[START Selected passage]
ASYST TECHNOLOGIES, INC. CHANGE-IN-CONTROL AGREEMENT
Exhibit 10.54
November 3, 2004
ASYST TECHNOLOGIES, INC.
CHANGE-IN-CONTROL AGREEMENT
THIS CHANGE-IN-CONTROL AGREEMENT (this “Agreement”), made and entered into as of November 3, 2004 (the “Effective Date”), by and between Asyst Technologies, Inc., a California corporation (“Asyst”), and Xxxxxxx X. Xxxxxx (the “Executive”).
WHEREAS, Asyst considers it essential to xxxxxx the continued employment of key management personnel and recognizes the distraction and disruption that the possibility of a Change in Control (as defined in Section 1(e) below) may raise, to the detriment of Asyst and its stockholders; and
WHEREAS, Asyst has determined to take appropriate steps to reinforce and encourage the continued attention and dedication of key management personnel to their assigned duties in the face of a possible Change in Control;
NOW, THEREFORE, in consideration of the promises and the mutual covenants contained herein, Asyst and the Executive hereby agree as follows:
1. DEFINITIONS.
[END Selected passage]
According to the change-in-control agreement, in which state is Asyst Technologies, Inc. incorporated? The material after this agreement is separate from it.
[START Source data]
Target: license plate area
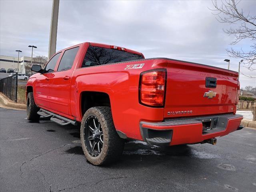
[END Source data]
Reply:
California.